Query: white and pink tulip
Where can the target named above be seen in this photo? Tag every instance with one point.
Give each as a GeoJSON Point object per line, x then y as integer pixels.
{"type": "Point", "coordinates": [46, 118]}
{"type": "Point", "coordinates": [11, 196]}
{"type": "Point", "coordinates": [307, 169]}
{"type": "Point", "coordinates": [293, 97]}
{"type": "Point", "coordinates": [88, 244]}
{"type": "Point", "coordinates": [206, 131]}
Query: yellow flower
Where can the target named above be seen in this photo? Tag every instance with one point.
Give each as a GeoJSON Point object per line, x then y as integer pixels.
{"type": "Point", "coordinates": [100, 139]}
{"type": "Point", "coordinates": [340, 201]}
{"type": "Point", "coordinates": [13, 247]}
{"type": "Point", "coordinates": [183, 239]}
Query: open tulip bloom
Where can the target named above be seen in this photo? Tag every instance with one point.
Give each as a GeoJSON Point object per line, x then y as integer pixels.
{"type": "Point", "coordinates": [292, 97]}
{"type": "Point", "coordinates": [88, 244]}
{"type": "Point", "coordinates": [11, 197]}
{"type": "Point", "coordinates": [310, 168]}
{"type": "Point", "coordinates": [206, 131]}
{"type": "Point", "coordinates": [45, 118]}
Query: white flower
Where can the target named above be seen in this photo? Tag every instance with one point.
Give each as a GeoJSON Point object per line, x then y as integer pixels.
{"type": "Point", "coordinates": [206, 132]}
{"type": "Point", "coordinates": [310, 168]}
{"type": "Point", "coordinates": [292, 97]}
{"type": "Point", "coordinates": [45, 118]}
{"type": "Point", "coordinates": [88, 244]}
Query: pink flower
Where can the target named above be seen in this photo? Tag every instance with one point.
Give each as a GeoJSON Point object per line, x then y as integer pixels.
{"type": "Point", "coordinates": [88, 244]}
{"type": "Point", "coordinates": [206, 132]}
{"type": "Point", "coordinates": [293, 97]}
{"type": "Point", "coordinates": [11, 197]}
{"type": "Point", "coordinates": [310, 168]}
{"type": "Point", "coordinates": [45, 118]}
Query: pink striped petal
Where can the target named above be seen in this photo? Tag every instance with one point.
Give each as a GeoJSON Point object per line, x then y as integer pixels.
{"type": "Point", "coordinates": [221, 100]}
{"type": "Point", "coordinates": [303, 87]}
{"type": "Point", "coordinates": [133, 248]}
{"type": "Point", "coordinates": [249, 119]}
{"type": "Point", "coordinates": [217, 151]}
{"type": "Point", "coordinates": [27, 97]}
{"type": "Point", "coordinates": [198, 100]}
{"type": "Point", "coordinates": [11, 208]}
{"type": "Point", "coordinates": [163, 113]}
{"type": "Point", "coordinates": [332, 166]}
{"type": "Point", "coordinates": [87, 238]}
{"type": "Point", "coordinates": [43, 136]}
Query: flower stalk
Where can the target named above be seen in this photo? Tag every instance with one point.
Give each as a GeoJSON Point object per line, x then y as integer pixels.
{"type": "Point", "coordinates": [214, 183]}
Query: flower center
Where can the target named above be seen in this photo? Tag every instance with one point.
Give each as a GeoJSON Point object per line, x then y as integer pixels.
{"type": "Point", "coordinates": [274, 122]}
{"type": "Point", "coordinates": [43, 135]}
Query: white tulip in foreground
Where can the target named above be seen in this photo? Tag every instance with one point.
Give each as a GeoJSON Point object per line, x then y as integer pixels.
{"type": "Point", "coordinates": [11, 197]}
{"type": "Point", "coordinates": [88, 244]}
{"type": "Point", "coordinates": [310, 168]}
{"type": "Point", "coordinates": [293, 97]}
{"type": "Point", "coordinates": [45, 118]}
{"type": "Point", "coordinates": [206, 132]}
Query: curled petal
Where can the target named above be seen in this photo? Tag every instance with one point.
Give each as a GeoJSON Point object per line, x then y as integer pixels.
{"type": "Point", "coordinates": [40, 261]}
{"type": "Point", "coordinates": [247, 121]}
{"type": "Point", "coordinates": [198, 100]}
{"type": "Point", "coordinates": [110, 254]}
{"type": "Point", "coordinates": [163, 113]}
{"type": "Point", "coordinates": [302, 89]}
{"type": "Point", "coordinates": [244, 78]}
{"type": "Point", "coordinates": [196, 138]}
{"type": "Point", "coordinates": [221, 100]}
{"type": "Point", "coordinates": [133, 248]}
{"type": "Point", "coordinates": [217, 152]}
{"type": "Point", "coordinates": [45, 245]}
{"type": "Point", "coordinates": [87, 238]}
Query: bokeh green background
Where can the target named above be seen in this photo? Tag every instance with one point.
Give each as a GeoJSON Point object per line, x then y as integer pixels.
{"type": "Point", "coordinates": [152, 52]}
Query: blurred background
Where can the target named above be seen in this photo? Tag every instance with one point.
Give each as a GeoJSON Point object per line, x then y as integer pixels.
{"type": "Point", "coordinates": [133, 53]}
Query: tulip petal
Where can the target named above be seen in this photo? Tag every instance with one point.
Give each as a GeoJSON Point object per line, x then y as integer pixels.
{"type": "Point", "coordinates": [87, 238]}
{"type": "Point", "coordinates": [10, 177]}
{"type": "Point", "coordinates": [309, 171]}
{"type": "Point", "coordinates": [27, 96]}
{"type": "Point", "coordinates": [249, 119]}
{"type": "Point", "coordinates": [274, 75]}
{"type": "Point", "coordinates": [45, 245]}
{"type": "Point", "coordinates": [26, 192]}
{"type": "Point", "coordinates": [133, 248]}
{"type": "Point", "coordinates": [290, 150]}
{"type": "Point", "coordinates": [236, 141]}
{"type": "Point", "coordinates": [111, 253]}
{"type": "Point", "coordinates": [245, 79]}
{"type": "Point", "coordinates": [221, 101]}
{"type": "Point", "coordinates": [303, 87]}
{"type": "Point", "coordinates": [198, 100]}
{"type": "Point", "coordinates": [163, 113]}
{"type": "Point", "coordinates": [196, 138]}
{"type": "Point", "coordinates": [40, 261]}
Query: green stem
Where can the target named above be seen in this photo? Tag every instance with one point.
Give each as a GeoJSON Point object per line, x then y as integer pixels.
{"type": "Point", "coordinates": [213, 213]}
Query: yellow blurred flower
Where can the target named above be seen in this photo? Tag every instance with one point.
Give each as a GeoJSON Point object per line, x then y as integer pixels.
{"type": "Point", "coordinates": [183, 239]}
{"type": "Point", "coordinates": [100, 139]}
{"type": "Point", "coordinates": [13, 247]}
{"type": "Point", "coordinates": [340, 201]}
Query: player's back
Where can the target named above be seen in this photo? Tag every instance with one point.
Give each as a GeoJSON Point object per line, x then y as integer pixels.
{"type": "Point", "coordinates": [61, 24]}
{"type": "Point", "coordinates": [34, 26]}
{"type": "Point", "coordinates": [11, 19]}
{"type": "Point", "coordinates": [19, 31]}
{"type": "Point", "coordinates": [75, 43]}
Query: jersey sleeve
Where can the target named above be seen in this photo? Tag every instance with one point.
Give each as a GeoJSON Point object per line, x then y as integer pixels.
================================
▶ [Task statement]: Repeat the data in full. Nothing may be dropped or altered.

▶ [Solution to the problem]:
Query: white and pink tulip
Where can the target named above be seen in this photo? Tag every instance with one point.
Give each as a GeoJSON Point object per line, x then y as integer pixels.
{"type": "Point", "coordinates": [46, 118]}
{"type": "Point", "coordinates": [11, 196]}
{"type": "Point", "coordinates": [307, 169]}
{"type": "Point", "coordinates": [293, 97]}
{"type": "Point", "coordinates": [88, 244]}
{"type": "Point", "coordinates": [206, 131]}
Query: yellow flower
Where can the target named above be seen in this photo? Tag every instance with one point.
Give each as a GeoJSON Point object per line, x then y as integer pixels.
{"type": "Point", "coordinates": [100, 139]}
{"type": "Point", "coordinates": [340, 201]}
{"type": "Point", "coordinates": [13, 247]}
{"type": "Point", "coordinates": [183, 239]}
Query: open tulip bloom
Where can the target named above be seen in this photo? Tag every instance with one point.
Give each as a GeoJSON Point object per line, x then y as integer pixels.
{"type": "Point", "coordinates": [292, 97]}
{"type": "Point", "coordinates": [88, 244]}
{"type": "Point", "coordinates": [11, 197]}
{"type": "Point", "coordinates": [310, 168]}
{"type": "Point", "coordinates": [206, 131]}
{"type": "Point", "coordinates": [45, 118]}
Query: white flower
Where can the target named above be seen in this photo? Tag every instance with one point.
Give each as a GeoJSON Point object per line, x then y as integer pixels.
{"type": "Point", "coordinates": [206, 132]}
{"type": "Point", "coordinates": [310, 168]}
{"type": "Point", "coordinates": [292, 97]}
{"type": "Point", "coordinates": [45, 118]}
{"type": "Point", "coordinates": [88, 244]}
Query: pink flower
Where can the target named above be seen in this photo? Tag every instance with one point.
Give each as a GeoJSON Point object per line, x then y as integer pixels.
{"type": "Point", "coordinates": [88, 244]}
{"type": "Point", "coordinates": [206, 132]}
{"type": "Point", "coordinates": [293, 97]}
{"type": "Point", "coordinates": [11, 197]}
{"type": "Point", "coordinates": [310, 168]}
{"type": "Point", "coordinates": [45, 118]}
Query: pink striped petal
Where can the target named above be seen in this photo? Tag every instance with one point.
Give each as a GeoJSON Point object per line, x then y as integer pixels.
{"type": "Point", "coordinates": [221, 100]}
{"type": "Point", "coordinates": [303, 87]}
{"type": "Point", "coordinates": [133, 248]}
{"type": "Point", "coordinates": [249, 119]}
{"type": "Point", "coordinates": [217, 151]}
{"type": "Point", "coordinates": [27, 97]}
{"type": "Point", "coordinates": [198, 100]}
{"type": "Point", "coordinates": [11, 208]}
{"type": "Point", "coordinates": [163, 113]}
{"type": "Point", "coordinates": [332, 166]}
{"type": "Point", "coordinates": [87, 238]}
{"type": "Point", "coordinates": [43, 136]}
Query: flower stalk
Where can the target named above be seen in this photo? Tag every instance with one point.
Give each as a GeoJSON Point object per line, x then y as integer pixels.
{"type": "Point", "coordinates": [214, 183]}
Query: flower center
Where can the target named above be seen in this photo? Tag every instance with one point.
Give each as a GeoJSON Point object per line, x then y as integer pixels.
{"type": "Point", "coordinates": [274, 122]}
{"type": "Point", "coordinates": [43, 135]}
Query: white tulip in foreground
Where can the target named above be seen in this photo? Tag every instance with one point.
Give each as a GeoJSON Point object per line, x then y as integer pixels.
{"type": "Point", "coordinates": [11, 197]}
{"type": "Point", "coordinates": [88, 244]}
{"type": "Point", "coordinates": [310, 168]}
{"type": "Point", "coordinates": [293, 97]}
{"type": "Point", "coordinates": [45, 118]}
{"type": "Point", "coordinates": [206, 132]}
Query: curled petal
Where can the target named above be seen in this photo? Tag every instance with one point.
Give each as a GeoJSON Point object per line, x then y as integer pixels.
{"type": "Point", "coordinates": [40, 261]}
{"type": "Point", "coordinates": [247, 121]}
{"type": "Point", "coordinates": [198, 100]}
{"type": "Point", "coordinates": [110, 254]}
{"type": "Point", "coordinates": [163, 113]}
{"type": "Point", "coordinates": [302, 89]}
{"type": "Point", "coordinates": [244, 78]}
{"type": "Point", "coordinates": [196, 138]}
{"type": "Point", "coordinates": [221, 100]}
{"type": "Point", "coordinates": [133, 248]}
{"type": "Point", "coordinates": [217, 152]}
{"type": "Point", "coordinates": [45, 245]}
{"type": "Point", "coordinates": [87, 238]}
Query: bokeh green background
Where can the target named above be seen in this photo? Tag every instance with one point.
Give each as a GeoJSON Point object per line, x then y as integer pixels.
{"type": "Point", "coordinates": [152, 52]}
Query: blurred background
Where can the target named above be seen in this photo? Tag every instance with one point.
Give each as a GeoJSON Point object per line, x then y as integer pixels.
{"type": "Point", "coordinates": [133, 53]}
Query: tulip petal
Where can the target named above be seen in this photo? Tag every instance with one point.
Give each as a GeoJSON Point object per line, x then y as integer pixels.
{"type": "Point", "coordinates": [87, 238]}
{"type": "Point", "coordinates": [10, 177]}
{"type": "Point", "coordinates": [309, 171]}
{"type": "Point", "coordinates": [27, 96]}
{"type": "Point", "coordinates": [249, 119]}
{"type": "Point", "coordinates": [274, 75]}
{"type": "Point", "coordinates": [45, 245]}
{"type": "Point", "coordinates": [26, 192]}
{"type": "Point", "coordinates": [133, 248]}
{"type": "Point", "coordinates": [290, 150]}
{"type": "Point", "coordinates": [236, 141]}
{"type": "Point", "coordinates": [111, 253]}
{"type": "Point", "coordinates": [245, 79]}
{"type": "Point", "coordinates": [221, 101]}
{"type": "Point", "coordinates": [303, 87]}
{"type": "Point", "coordinates": [198, 100]}
{"type": "Point", "coordinates": [163, 113]}
{"type": "Point", "coordinates": [196, 138]}
{"type": "Point", "coordinates": [40, 261]}
Query: green stem
Where can the target named above be seen in this photo? Tag every instance with one point.
Give each as a GeoJSON Point object per line, x then y as integer pixels.
{"type": "Point", "coordinates": [213, 213]}
Query: yellow blurred flower
Where can the target named above be seen in this photo? Tag every instance with one point.
Give each as a GeoJSON Point object per line, x then y as integer pixels.
{"type": "Point", "coordinates": [183, 239]}
{"type": "Point", "coordinates": [100, 139]}
{"type": "Point", "coordinates": [13, 247]}
{"type": "Point", "coordinates": [340, 201]}
Query: player's back
Where can the target named above be seen in this photo? Tag every instance with one point.
Give each as a GeoJSON Point object per line, x then y as integer pixels.
{"type": "Point", "coordinates": [61, 24]}
{"type": "Point", "coordinates": [34, 26]}
{"type": "Point", "coordinates": [11, 19]}
{"type": "Point", "coordinates": [19, 31]}
{"type": "Point", "coordinates": [75, 43]}
Query: jersey sleeve
Where can the target named above be seen in this photo? Tag every instance with one point.
Give each as a GeoJSON Point object per line, x then y as integer pixels.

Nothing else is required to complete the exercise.